TASK TO COMPLETE:
Please reproduce every record exactly as written, leaving out the pictures.

DATA RECORDS:
-*-*-
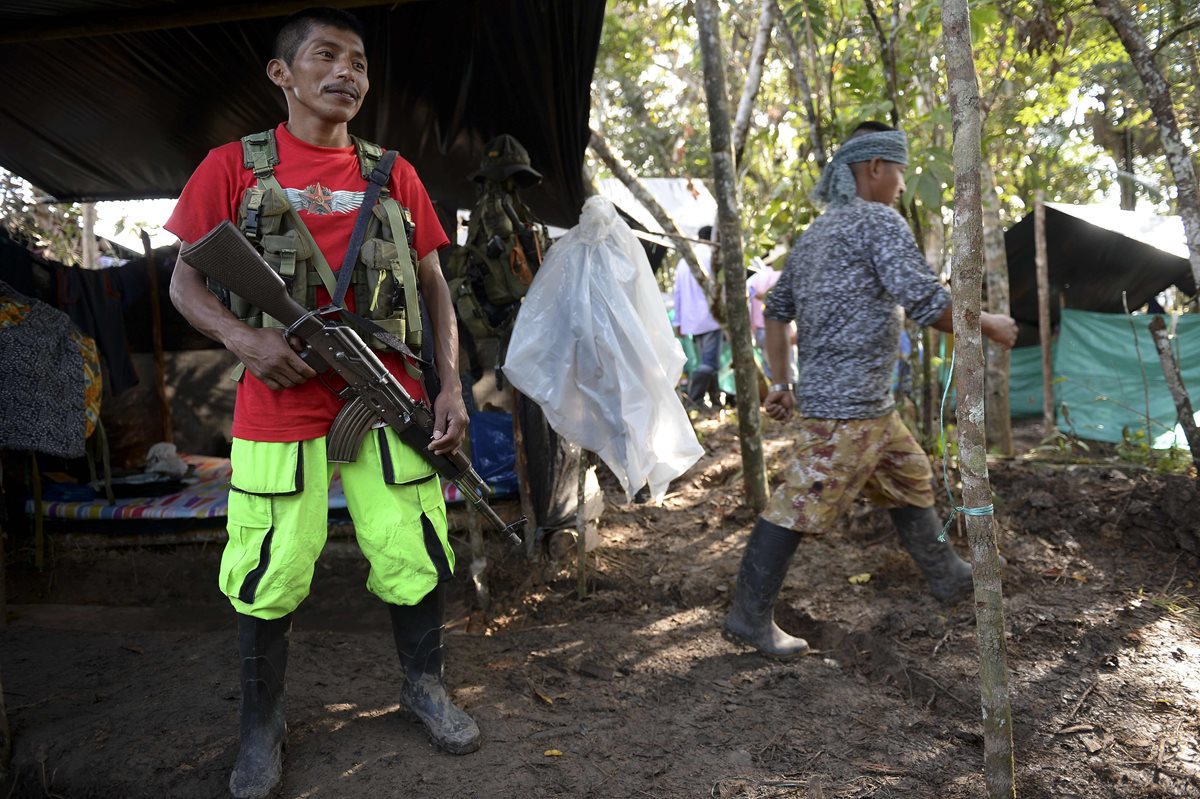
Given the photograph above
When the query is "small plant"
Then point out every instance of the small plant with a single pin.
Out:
(1062, 444)
(1135, 448)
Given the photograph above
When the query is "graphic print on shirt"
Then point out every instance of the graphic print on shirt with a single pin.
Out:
(319, 200)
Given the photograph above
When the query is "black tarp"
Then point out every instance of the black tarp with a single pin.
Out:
(130, 115)
(1090, 264)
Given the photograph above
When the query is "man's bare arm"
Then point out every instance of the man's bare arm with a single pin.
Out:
(264, 352)
(449, 412)
(996, 326)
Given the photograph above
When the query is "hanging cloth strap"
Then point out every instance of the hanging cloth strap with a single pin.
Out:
(377, 181)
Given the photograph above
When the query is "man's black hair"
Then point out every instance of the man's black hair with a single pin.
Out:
(870, 126)
(298, 26)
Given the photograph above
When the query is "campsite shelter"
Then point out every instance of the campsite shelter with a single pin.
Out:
(121, 98)
(1099, 262)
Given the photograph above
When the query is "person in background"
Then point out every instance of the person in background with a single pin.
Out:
(759, 286)
(694, 318)
(845, 283)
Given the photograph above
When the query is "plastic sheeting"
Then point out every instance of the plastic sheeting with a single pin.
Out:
(1103, 380)
(594, 349)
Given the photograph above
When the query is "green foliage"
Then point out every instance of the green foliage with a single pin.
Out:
(51, 228)
(1055, 84)
(1135, 448)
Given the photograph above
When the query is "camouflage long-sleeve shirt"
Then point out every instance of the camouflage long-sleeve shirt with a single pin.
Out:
(845, 282)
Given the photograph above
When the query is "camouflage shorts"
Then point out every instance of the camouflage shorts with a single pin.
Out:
(837, 460)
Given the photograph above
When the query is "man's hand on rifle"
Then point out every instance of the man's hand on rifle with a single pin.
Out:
(450, 421)
(270, 358)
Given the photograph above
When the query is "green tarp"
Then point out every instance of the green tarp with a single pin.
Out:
(1103, 377)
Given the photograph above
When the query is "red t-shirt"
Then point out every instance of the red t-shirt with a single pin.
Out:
(325, 186)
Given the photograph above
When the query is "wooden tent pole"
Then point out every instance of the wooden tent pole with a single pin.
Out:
(1049, 426)
(1175, 383)
(160, 371)
(521, 463)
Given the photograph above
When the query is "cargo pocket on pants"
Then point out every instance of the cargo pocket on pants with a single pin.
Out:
(262, 472)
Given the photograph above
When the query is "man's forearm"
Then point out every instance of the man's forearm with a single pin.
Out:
(202, 308)
(442, 319)
(778, 348)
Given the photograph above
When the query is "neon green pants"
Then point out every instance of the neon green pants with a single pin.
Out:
(279, 511)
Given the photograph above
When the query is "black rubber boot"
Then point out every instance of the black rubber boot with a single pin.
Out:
(948, 575)
(263, 644)
(751, 620)
(418, 630)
-*-*-
OUTPUT OF THE TASK:
Given the photograph above
When the query is "small plant"
Then point out every instance of the small plant with a single pin.
Out:
(1062, 444)
(1135, 448)
Given the photograph above
When the query is "graphic print on shirt"
Then point out every instance of the graphic print on shirt with a single pin.
Out:
(319, 200)
Given the photograph above
When the query is "black tarp"
Then point out every instance of the black tarp with a single pin.
Out:
(130, 115)
(1090, 264)
Given the photograph above
When the query is "man's bare arm"
Then point out every instance of the man's bare arm with a single pin.
Out:
(264, 352)
(449, 412)
(996, 326)
Given the photograph above
When the query is "hanging cloth strap"
Then point out every instance of the hanging cloth strap with a single pin.
Out:
(377, 181)
Given the photograph above
When the query is "man's black hair"
Then point out every instance of the man's black hair with a single pin.
Out:
(870, 126)
(298, 26)
Given the photograph above
When the query is "campsite shelter"
Then point out every instance of the campsite shelter with a single pin.
Out:
(121, 98)
(1099, 262)
Given the photograph above
When the query is "person in background"
Then point out every instance of the person in background with a single pin.
Out:
(759, 286)
(694, 318)
(845, 283)
Given the photograph above
When the query is "plastic sheeting"
Then point out every instance of the plastic sheeting with a single pin.
Out:
(1103, 380)
(594, 349)
Given the photograph above
When the query is "green foliage"
Then point out every instance of the green foliage with a single pin.
Out:
(51, 228)
(1055, 84)
(1135, 448)
Given the photograph above
When the query is "camouflage long-sleeve shirt"
Then point out every instance of the camouflage long-sleeve shirt with a single pin.
Out:
(845, 282)
Given the photograph above
When the query is "camouflage shorts"
Then point out every instance of the camouflage shorts with a single pin.
Out:
(837, 460)
Given the photograph above
When the query is "man's hand on rifle"
Then point out every instance of the man's hand on rifle with a single pin.
Out:
(450, 421)
(270, 358)
Given the photograph above
When the query is "green tarp"
Then point out every instance of the green tarp with a single pin.
Out:
(1103, 377)
Given the photograph above
When the query is "red t-shirt"
Then point out every instance of the red t-shirt with a single pin.
Out:
(325, 186)
Given the photograph above
When the query is "wooden tent pole"
Then point out every instance of the wooden tent pole with a single pin.
Out:
(1049, 426)
(1175, 383)
(160, 371)
(521, 463)
Given the photograph above
When the query is "cargo pocket on pants"
Then point out every instance of the cargo pocket on pants with a single pin.
Out:
(262, 472)
Given the photograph above
When the query is "man's forearm"
Then point out every instance of the man's forearm with a single pin.
Out:
(202, 308)
(442, 319)
(778, 348)
Given the photograph above
When the query is "neon green pants"
Then point out every instance of the neon green pants with a single pin.
Out:
(279, 511)
Given the photograph above
When the query is "black rubber boot"
Then point out every instance of the black rubber boot with a single pin.
Out:
(948, 575)
(263, 644)
(751, 620)
(418, 630)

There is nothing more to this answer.